Available records start

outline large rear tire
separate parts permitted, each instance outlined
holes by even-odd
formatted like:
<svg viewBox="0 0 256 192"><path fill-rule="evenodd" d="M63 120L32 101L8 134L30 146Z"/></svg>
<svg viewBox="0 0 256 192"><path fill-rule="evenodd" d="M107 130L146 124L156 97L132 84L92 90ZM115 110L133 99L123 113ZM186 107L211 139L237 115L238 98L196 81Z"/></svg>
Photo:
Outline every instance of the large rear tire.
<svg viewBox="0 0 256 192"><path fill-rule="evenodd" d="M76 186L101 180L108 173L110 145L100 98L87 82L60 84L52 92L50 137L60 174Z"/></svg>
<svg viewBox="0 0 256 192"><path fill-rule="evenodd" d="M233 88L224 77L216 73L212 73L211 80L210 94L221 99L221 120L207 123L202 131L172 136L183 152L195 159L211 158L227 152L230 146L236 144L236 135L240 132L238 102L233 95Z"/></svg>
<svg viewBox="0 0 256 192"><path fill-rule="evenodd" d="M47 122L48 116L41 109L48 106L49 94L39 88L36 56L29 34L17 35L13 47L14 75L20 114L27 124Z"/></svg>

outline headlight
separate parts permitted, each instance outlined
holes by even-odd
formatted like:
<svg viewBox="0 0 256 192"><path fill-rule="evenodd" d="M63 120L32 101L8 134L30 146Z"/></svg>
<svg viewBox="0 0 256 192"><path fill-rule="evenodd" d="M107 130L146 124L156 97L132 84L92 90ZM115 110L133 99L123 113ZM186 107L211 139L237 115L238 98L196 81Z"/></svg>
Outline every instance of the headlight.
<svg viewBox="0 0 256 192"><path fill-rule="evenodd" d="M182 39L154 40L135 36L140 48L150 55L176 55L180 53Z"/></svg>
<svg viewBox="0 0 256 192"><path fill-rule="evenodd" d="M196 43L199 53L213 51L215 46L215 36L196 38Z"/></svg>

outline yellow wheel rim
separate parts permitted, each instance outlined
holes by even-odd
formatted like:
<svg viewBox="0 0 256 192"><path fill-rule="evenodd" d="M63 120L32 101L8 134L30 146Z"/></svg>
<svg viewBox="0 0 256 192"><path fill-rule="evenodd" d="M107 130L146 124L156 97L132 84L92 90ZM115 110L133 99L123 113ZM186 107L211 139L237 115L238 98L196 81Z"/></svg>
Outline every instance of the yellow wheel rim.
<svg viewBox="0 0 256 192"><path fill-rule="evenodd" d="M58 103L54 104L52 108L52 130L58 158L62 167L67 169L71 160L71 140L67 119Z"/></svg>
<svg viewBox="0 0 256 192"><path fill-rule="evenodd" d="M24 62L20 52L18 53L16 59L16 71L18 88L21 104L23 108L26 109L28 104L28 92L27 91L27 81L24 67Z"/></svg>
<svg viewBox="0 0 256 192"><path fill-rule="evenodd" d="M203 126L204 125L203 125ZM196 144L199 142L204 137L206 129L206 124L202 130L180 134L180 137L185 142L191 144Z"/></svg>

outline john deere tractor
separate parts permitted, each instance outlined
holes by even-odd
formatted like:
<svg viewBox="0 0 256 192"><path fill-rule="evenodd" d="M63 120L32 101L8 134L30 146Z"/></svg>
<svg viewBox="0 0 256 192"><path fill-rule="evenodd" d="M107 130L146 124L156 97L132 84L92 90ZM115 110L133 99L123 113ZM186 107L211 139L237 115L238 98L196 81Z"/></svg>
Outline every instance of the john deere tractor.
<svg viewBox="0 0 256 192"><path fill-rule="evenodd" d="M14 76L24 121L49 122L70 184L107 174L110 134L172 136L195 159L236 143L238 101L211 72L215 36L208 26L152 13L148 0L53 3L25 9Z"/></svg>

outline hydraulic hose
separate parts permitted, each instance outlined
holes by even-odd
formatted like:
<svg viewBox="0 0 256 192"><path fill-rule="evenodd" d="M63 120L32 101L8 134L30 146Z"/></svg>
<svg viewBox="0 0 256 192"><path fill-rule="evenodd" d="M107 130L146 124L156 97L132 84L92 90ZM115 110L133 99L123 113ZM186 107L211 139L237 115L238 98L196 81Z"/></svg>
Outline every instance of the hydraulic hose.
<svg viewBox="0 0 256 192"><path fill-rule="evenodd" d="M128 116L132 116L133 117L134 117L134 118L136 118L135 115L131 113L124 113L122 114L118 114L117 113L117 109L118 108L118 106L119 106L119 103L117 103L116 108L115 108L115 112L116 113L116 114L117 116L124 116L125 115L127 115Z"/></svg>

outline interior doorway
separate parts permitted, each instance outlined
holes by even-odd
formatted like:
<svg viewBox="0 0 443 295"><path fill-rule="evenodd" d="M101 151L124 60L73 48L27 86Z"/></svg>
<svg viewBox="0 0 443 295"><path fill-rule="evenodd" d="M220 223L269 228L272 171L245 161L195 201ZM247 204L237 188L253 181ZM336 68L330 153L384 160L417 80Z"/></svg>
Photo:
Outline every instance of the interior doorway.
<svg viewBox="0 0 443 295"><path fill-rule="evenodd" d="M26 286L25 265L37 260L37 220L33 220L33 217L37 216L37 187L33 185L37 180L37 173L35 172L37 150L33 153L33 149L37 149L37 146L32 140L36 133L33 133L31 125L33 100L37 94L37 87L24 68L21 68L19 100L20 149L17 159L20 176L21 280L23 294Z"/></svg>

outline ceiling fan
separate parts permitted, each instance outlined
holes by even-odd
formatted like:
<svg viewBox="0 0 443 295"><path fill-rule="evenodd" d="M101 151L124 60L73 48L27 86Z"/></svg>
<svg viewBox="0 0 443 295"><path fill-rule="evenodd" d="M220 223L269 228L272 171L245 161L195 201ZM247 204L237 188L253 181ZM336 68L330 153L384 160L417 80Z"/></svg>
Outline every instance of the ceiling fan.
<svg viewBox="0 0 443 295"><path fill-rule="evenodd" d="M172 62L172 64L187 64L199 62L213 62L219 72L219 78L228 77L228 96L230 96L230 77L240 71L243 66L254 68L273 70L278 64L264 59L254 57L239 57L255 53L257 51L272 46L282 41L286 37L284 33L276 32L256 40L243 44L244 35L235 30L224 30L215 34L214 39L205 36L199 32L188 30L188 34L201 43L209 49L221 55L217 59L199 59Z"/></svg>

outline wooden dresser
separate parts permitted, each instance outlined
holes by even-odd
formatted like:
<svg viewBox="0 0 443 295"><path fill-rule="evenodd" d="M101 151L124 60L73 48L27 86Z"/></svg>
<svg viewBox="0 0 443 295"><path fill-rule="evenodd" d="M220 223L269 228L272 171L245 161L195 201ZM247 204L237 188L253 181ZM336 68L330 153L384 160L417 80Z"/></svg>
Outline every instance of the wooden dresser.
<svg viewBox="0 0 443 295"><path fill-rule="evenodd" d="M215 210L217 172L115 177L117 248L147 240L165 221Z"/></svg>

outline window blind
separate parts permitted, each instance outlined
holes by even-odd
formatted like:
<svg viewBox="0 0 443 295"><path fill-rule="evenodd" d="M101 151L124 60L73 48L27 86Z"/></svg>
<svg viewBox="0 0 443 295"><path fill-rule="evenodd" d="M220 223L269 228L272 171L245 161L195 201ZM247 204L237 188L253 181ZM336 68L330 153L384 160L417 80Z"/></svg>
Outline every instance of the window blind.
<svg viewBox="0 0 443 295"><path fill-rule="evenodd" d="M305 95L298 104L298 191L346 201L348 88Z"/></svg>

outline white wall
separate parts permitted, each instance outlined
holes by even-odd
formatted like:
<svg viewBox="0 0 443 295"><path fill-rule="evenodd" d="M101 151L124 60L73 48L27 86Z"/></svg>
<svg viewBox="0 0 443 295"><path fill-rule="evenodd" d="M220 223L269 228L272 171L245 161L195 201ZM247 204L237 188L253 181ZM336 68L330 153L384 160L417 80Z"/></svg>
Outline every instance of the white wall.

Available records end

Exercise aim:
Put the lines above into a Markdown table with the columns Number and Record line, giving each line its own row and leaving out the blank lines.

Expected output:
| Number | Record line |
|---|---|
| 1 | outline large rear tire |
| 2 | separate parts permitted, each instance outlined |
| 3 | holes by even-odd |
| 4 | formatted like: |
| 5 | <svg viewBox="0 0 256 192"><path fill-rule="evenodd" d="M63 120L32 101L8 134L30 146Z"/></svg> |
| 6 | <svg viewBox="0 0 256 192"><path fill-rule="evenodd" d="M107 130L146 124L156 97L132 84L92 90ZM115 110L133 99L123 113ZM186 107L211 139L237 115L238 98L196 81Z"/></svg> |
| 7 | Photo: |
| 8 | Outline every instance of the large rear tire. |
| 9 | <svg viewBox="0 0 256 192"><path fill-rule="evenodd" d="M76 186L101 180L108 173L110 145L100 98L87 82L60 84L52 92L50 137L60 174Z"/></svg> |
| 10 | <svg viewBox="0 0 256 192"><path fill-rule="evenodd" d="M233 88L224 77L216 73L212 73L211 80L210 94L221 99L221 120L207 123L202 131L172 136L183 152L195 159L211 158L227 152L230 146L236 144L236 135L240 132L238 102L233 95Z"/></svg> |
| 11 | <svg viewBox="0 0 256 192"><path fill-rule="evenodd" d="M47 122L48 116L41 109L48 106L49 94L39 88L36 56L29 34L17 35L13 47L14 75L20 114L27 124Z"/></svg> |
| 12 | outline headlight |
| 13 | separate parts permitted, each instance outlined |
| 14 | holes by even-odd |
| 15 | formatted like: |
| 16 | <svg viewBox="0 0 256 192"><path fill-rule="evenodd" d="M63 120L32 101L8 134L30 146Z"/></svg> |
| 17 | <svg viewBox="0 0 256 192"><path fill-rule="evenodd" d="M107 130L146 124L156 97L132 84L92 90ZM115 110L133 99L123 113ZM186 107L211 139L237 115L238 98L196 81Z"/></svg> |
| 18 | Outline every instance of the headlight. |
| 19 | <svg viewBox="0 0 256 192"><path fill-rule="evenodd" d="M182 39L154 40L135 36L140 48L150 55L176 55L180 53Z"/></svg> |
| 20 | <svg viewBox="0 0 256 192"><path fill-rule="evenodd" d="M196 43L199 53L213 51L215 46L215 36L196 38Z"/></svg> |
| 21 | outline yellow wheel rim |
| 22 | separate parts permitted, each instance outlined |
| 23 | holes by even-odd |
| 24 | formatted like: |
| 25 | <svg viewBox="0 0 256 192"><path fill-rule="evenodd" d="M63 120L32 101L8 134L30 146Z"/></svg> |
| 26 | <svg viewBox="0 0 256 192"><path fill-rule="evenodd" d="M107 130L146 124L156 97L132 84L92 90ZM115 110L133 99L123 113ZM186 107L211 139L237 115L238 98L196 81Z"/></svg> |
| 27 | Outline every instance of the yellow wheel rim. |
| 28 | <svg viewBox="0 0 256 192"><path fill-rule="evenodd" d="M58 103L54 104L52 108L52 130L58 158L62 167L67 169L71 160L71 140L67 119Z"/></svg> |
| 29 | <svg viewBox="0 0 256 192"><path fill-rule="evenodd" d="M24 62L20 52L18 53L16 59L16 71L18 88L21 104L23 108L26 109L28 104L28 92L27 91L27 81L24 67Z"/></svg> |
| 30 | <svg viewBox="0 0 256 192"><path fill-rule="evenodd" d="M203 126L204 125L203 125ZM196 144L199 142L204 137L206 129L206 124L202 130L180 134L180 137L185 142L191 144Z"/></svg> |
| 31 | outline john deere tractor |
| 32 | separate parts permitted, each instance outlined |
| 33 | holes by even-odd |
| 34 | formatted like: |
| 35 | <svg viewBox="0 0 256 192"><path fill-rule="evenodd" d="M63 120L32 101L8 134L30 146Z"/></svg> |
| 36 | <svg viewBox="0 0 256 192"><path fill-rule="evenodd" d="M107 130L146 124L156 97L132 84L92 90ZM115 110L133 99L123 113ZM186 107L211 139L237 115L238 98L196 81Z"/></svg> |
| 37 | Outline every instance of the john deere tractor. |
| 38 | <svg viewBox="0 0 256 192"><path fill-rule="evenodd" d="M14 76L24 121L49 122L70 184L107 174L110 134L172 136L195 159L236 143L238 101L211 72L215 36L208 26L152 13L148 0L53 3L25 9Z"/></svg> |
| 39 | outline hydraulic hose |
| 40 | separate parts permitted, each instance outlined |
| 41 | holes by even-odd |
| 42 | formatted like: |
| 43 | <svg viewBox="0 0 256 192"><path fill-rule="evenodd" d="M63 120L32 101L8 134L30 146Z"/></svg> |
| 44 | <svg viewBox="0 0 256 192"><path fill-rule="evenodd" d="M107 130L146 124L156 97L132 84L92 90ZM115 110L133 99L123 113ZM186 107L211 139L237 115L238 98L196 81Z"/></svg> |
| 45 | Outline every instance of the hydraulic hose. |
| 46 | <svg viewBox="0 0 256 192"><path fill-rule="evenodd" d="M128 116L132 116L133 117L134 117L134 118L136 118L135 115L131 113L124 113L122 114L118 114L117 113L117 109L118 108L118 106L119 106L119 103L117 103L116 108L115 108L115 112L116 113L116 114L117 116L124 116L125 115L127 115Z"/></svg> |
| 47 | outline interior doorway |
| 48 | separate parts permitted, each instance outlined |
| 49 | holes by even-odd |
| 50 | formatted like: |
| 51 | <svg viewBox="0 0 443 295"><path fill-rule="evenodd" d="M101 151L124 60L73 48L27 86Z"/></svg> |
| 52 | <svg viewBox="0 0 443 295"><path fill-rule="evenodd" d="M220 223L269 228L272 171L245 161L195 201ZM247 204L237 188L253 181ZM336 68L330 153L384 160L417 80Z"/></svg> |
| 53 | Photo: |
| 54 | Outline every instance of the interior doorway. |
| 55 | <svg viewBox="0 0 443 295"><path fill-rule="evenodd" d="M26 286L25 265L37 260L37 220L33 220L33 217L37 216L37 187L33 185L37 180L37 173L35 172L37 150L33 153L33 149L37 149L37 146L32 140L36 133L33 133L31 125L33 100L37 94L37 87L24 68L21 68L19 100L20 149L17 159L20 176L21 280L23 294Z"/></svg> |
| 56 | outline ceiling fan |
| 57 | separate parts permitted, each instance outlined |
| 58 | holes by even-odd |
| 59 | formatted like: |
| 60 | <svg viewBox="0 0 443 295"><path fill-rule="evenodd" d="M101 151L124 60L73 48L27 86Z"/></svg> |
| 61 | <svg viewBox="0 0 443 295"><path fill-rule="evenodd" d="M220 223L269 228L272 171L245 161L195 201ZM247 204L237 188L253 181ZM336 68L330 153L384 160L417 80Z"/></svg> |
| 62 | Outline every instance of the ceiling fan. |
| 63 | <svg viewBox="0 0 443 295"><path fill-rule="evenodd" d="M172 62L172 64L187 64L199 62L213 62L219 72L219 78L228 77L228 96L230 96L230 77L240 71L243 66L254 68L273 70L278 64L264 59L254 57L239 57L255 53L257 51L272 46L282 41L286 37L284 33L276 32L256 40L243 44L244 35L235 30L224 30L215 34L214 39L205 36L199 32L188 30L188 34L201 43L209 49L221 55L217 59L199 59Z"/></svg> |
| 64 | outline wooden dresser |
| 65 | separate parts permitted, each instance outlined |
| 66 | holes by even-odd |
| 67 | formatted like: |
| 68 | <svg viewBox="0 0 443 295"><path fill-rule="evenodd" d="M101 151L124 60L73 48L27 86Z"/></svg> |
| 69 | <svg viewBox="0 0 443 295"><path fill-rule="evenodd" d="M220 223L269 228L272 171L245 161L195 201ZM247 204L237 188L253 181ZM336 68L330 153L384 160L417 80Z"/></svg> |
| 70 | Outline every instance of the wooden dresser. |
| 71 | <svg viewBox="0 0 443 295"><path fill-rule="evenodd" d="M215 210L217 172L115 177L117 248L147 240L165 221Z"/></svg> |
| 72 | outline window blind |
| 73 | separate parts permitted, each instance outlined |
| 74 | holes by even-odd |
| 75 | formatted like: |
| 76 | <svg viewBox="0 0 443 295"><path fill-rule="evenodd" d="M101 151L124 60L73 48L27 86Z"/></svg> |
| 77 | <svg viewBox="0 0 443 295"><path fill-rule="evenodd" d="M220 223L269 228L272 171L245 161L195 201ZM247 204L237 188L253 181ZM336 68L330 153L384 160L417 80Z"/></svg> |
| 78 | Outline every instance of the window blind. |
| 79 | <svg viewBox="0 0 443 295"><path fill-rule="evenodd" d="M305 95L298 104L298 191L346 201L348 88Z"/></svg> |
| 80 | outline white wall |
| 81 | separate parts permitted, each instance outlined |
| 82 | holes by even-odd |
| 83 | formatted like: |
| 84 | <svg viewBox="0 0 443 295"><path fill-rule="evenodd" d="M101 151L124 60L73 48L27 86Z"/></svg> |
| 85 | <svg viewBox="0 0 443 295"><path fill-rule="evenodd" d="M220 223L269 228L272 171L245 161L195 201ZM247 204L237 188L253 181ZM336 68L330 153L384 160L417 80Z"/></svg> |
| 86 | Outline every instance of the white wall. |